- **What you should do**: Reproduce every one of the items below word for word, leaving out the pictures.

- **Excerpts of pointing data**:
____________________

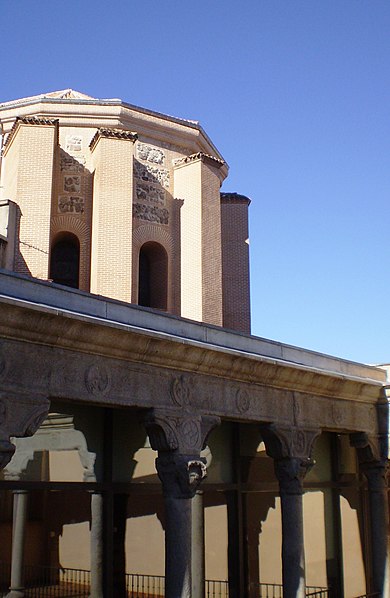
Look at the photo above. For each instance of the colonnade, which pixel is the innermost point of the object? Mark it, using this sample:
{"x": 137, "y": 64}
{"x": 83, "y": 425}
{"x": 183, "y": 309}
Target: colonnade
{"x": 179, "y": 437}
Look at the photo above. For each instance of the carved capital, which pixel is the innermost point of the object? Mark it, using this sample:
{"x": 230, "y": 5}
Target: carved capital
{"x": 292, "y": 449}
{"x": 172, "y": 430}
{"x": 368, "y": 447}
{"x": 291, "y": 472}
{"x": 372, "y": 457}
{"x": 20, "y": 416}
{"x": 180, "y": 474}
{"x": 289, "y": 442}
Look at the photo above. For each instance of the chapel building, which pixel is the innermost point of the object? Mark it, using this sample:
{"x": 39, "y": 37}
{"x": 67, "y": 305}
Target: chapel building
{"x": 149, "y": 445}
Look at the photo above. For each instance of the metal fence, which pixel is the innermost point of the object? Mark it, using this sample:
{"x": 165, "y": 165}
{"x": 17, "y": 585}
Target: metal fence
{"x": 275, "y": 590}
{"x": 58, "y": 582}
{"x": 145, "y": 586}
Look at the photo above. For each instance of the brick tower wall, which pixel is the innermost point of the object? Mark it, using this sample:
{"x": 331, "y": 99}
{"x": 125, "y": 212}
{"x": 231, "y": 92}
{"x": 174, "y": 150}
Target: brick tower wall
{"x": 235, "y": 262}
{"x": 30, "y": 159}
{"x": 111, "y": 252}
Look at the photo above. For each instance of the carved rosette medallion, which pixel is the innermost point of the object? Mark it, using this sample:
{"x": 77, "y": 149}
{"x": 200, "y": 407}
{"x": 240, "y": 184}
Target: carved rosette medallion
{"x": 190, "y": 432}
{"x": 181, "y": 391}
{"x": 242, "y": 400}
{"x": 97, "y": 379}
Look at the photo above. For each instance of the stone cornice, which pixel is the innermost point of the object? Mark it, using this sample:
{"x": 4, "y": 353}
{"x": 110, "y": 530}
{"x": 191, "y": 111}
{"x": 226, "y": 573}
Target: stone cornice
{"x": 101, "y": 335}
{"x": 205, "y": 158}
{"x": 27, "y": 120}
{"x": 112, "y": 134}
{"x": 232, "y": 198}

____________________

- **Response to this exercise**:
Look at the photo above. For each instance of the colonnade, which pixel is the innermost point of the object? Mark it, using this sample:
{"x": 137, "y": 64}
{"x": 83, "y": 425}
{"x": 183, "y": 309}
Target: colonnade
{"x": 179, "y": 437}
Look at the photo above. For each instance of the carved capital, which pixel is the innermost point of the object? Mark it, using this sample:
{"x": 230, "y": 5}
Target: carved capital
{"x": 292, "y": 449}
{"x": 172, "y": 430}
{"x": 368, "y": 447}
{"x": 291, "y": 472}
{"x": 372, "y": 457}
{"x": 20, "y": 416}
{"x": 180, "y": 474}
{"x": 289, "y": 442}
Look at the photo above. For each instance of the chapel building, which pixel is the innermost point of the object? Mark it, using this sample:
{"x": 39, "y": 37}
{"x": 67, "y": 305}
Target: chapel building
{"x": 149, "y": 445}
Look at the photo above. For each instance of the metal fence, which pixel is the innermost point of the object? Mark it, using this sample:
{"x": 165, "y": 165}
{"x": 17, "y": 585}
Target: metal fence
{"x": 275, "y": 590}
{"x": 58, "y": 582}
{"x": 145, "y": 586}
Look at the photo above. For each instance of the brick tower wall, which pixel is the innermost point of the object? Mark it, using this sample:
{"x": 331, "y": 99}
{"x": 125, "y": 212}
{"x": 231, "y": 92}
{"x": 174, "y": 150}
Target: brick tower wall
{"x": 235, "y": 262}
{"x": 30, "y": 159}
{"x": 111, "y": 252}
Look at the photo above. For each instance of the carved rosette medallion, which pixel is the innermost point of the object? Mark it, using this sample:
{"x": 77, "y": 149}
{"x": 200, "y": 407}
{"x": 240, "y": 184}
Target: carved rosette medallion
{"x": 190, "y": 432}
{"x": 181, "y": 391}
{"x": 242, "y": 400}
{"x": 97, "y": 379}
Look at the photo above. For each instance of the stone cornice, which pixel is the innermost point of the object? Mark it, using this sample:
{"x": 4, "y": 353}
{"x": 110, "y": 530}
{"x": 191, "y": 111}
{"x": 226, "y": 573}
Target: stone cornice
{"x": 101, "y": 335}
{"x": 205, "y": 158}
{"x": 27, "y": 120}
{"x": 112, "y": 134}
{"x": 232, "y": 198}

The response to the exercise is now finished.